▶
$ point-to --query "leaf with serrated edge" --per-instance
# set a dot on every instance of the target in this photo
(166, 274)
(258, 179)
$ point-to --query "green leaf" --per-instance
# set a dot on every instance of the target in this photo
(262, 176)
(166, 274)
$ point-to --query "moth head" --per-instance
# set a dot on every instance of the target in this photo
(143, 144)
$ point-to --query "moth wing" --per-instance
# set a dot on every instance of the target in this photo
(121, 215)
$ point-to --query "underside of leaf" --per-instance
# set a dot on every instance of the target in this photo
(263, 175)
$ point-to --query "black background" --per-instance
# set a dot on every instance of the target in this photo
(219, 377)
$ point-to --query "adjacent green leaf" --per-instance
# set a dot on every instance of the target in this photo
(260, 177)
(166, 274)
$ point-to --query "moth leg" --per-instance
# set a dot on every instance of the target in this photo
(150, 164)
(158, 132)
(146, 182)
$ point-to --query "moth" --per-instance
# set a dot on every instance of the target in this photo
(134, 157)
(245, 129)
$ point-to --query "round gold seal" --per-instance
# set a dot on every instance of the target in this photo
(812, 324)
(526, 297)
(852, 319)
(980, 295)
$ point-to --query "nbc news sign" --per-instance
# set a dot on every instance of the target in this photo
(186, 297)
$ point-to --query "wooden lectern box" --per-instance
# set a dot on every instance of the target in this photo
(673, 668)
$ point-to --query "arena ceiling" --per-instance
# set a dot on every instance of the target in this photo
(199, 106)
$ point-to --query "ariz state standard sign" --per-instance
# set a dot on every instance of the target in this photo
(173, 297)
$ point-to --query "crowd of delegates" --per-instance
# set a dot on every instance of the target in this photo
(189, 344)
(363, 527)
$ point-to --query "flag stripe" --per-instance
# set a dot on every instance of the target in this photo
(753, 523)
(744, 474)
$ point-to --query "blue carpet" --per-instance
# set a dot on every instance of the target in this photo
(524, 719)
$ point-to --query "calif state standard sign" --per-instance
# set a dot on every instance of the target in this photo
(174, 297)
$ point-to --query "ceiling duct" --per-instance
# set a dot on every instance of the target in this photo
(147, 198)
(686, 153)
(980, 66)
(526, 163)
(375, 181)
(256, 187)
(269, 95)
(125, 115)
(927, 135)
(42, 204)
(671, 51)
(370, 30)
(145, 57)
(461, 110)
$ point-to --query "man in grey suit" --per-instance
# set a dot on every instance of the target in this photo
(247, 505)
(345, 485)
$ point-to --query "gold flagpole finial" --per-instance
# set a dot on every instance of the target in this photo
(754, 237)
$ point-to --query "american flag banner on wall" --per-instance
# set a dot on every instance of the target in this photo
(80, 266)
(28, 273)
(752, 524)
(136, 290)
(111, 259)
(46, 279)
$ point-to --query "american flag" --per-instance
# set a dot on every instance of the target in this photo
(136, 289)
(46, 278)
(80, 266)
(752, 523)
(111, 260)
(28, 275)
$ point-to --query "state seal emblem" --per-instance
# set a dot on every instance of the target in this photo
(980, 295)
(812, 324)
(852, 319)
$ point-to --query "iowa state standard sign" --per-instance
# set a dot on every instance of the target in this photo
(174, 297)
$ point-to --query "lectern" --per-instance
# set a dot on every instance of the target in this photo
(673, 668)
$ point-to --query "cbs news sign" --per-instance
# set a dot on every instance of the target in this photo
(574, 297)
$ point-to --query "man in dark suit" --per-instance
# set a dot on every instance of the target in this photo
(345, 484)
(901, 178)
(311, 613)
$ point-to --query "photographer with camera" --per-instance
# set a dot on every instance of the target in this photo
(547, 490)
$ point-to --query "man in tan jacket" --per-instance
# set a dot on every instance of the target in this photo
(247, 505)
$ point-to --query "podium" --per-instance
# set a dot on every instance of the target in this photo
◀
The listing above should be transcribed in full, exactly as written.

$ point-to --query "leaf with serrated edge" --per-instance
# set a dot on every instance of the target in this photo
(166, 274)
(258, 179)
$ point-to --query "green leaf" --per-instance
# set a dot on every instance of the target in this photo
(262, 176)
(166, 274)
$ point-to --query "moth head" --per-instance
# set a dot on every instance of the target in this photo
(143, 144)
$ point-to --query "moth wing" --per-instance
# set a dot on every instance of the target in this photo
(121, 215)
$ point-to --query "underside of leaf" --per-instance
# set a dot on every instance of the target in this photo
(263, 175)
$ point-to --query "black background" --per-instance
# set a dot on every instance of the target in this photo
(219, 377)
$ point-to --query "adjacent green leaf" --per-instance
# set a dot on every instance of the target in this photo
(260, 177)
(166, 274)
$ point-to --query "moth leg" --per-instance
# set a dot on every instance of the target in this photo
(150, 164)
(158, 132)
(146, 182)
$ point-to --query "moth" --per-instance
# set a dot on every instance of the target in this photo
(134, 157)
(245, 129)
$ point-to --query "round gold seal" --per-instance
# set a dot on every instance of the target in this photo
(812, 324)
(526, 297)
(852, 319)
(980, 295)
$ point-to --query "nbc news sign" --per-instance
# set a dot on every instance of the target in this photo
(186, 297)
$ point-to --query "wooden lectern box" --per-instance
# set a dot on every instance of the target in this photo
(673, 668)
$ point-to --query "arena ceiling" --per-instance
# set a dot on every instance of the target in this photo
(199, 106)
$ point-to --query "ariz state standard sign" --per-instance
# set a dot on every instance of the target in this photo
(173, 297)
$ point-to --query "crowd of delegates" --per-instance
# set a dot on every instance of the target in this photo
(189, 344)
(363, 527)
$ point-to --query "flag stripe" --per-instance
# set a dot on every instance of the target in this photo
(753, 523)
(744, 474)
$ point-to --query "blue carpet" --per-instance
# set a dot on every instance of the target in this photo
(524, 719)
$ point-to --query "calif state standard sign" --per-instance
# set a dot on every instance of the target in this photo
(174, 297)
$ point-to --query "ceiling duct" --per-instance
# set a dot on every instance of the target in this photo
(147, 198)
(686, 153)
(980, 66)
(526, 163)
(375, 181)
(256, 187)
(269, 95)
(125, 115)
(927, 135)
(42, 204)
(671, 51)
(370, 30)
(145, 57)
(461, 110)
$ point-to --query "man in grey suit" --per-instance
# set a dot on every instance of the target in this photo
(247, 505)
(345, 485)
$ point-to --query "gold flagpole finial" --per-instance
# set a dot on every instance of the target in this photo
(754, 237)
$ point-to --query "american flag banner on wall" --per-instance
# set a dot on every instance of the target in this photo
(80, 266)
(28, 273)
(752, 524)
(136, 290)
(111, 259)
(46, 279)
$ point-to --query "american flag" --per-instance
# set a dot on every instance of the target in this photo
(136, 289)
(46, 278)
(80, 266)
(752, 523)
(111, 260)
(28, 275)
$ point-to --query "state seal emblem" --per-instance
# set a dot on every instance of the target in this photo
(980, 295)
(812, 324)
(852, 319)
$ point-to --query "iowa state standard sign" --per-instance
# set a dot on every instance of the target in this photo
(174, 297)
$ point-to --query "lectern" --per-instance
# set a dot on every instance of the target in this photo
(673, 668)
$ point-to --query "cbs news sign" --per-instance
# set a dot on every instance of the target in this photo
(574, 297)
$ point-to --query "man in dark suit" --per-instance
# set a dot on every instance of the target in this photo
(345, 484)
(901, 178)
(311, 613)
$ point-to --query "photographer with camera" --per-instance
# set a dot on every instance of the target in this photo
(547, 490)
$ point-to --query "man in tan jacket" --per-instance
# set a dot on every instance of the target in this photo
(247, 505)
$ point-to --query "podium" --per-instance
# set a dot on every instance of the target in this photo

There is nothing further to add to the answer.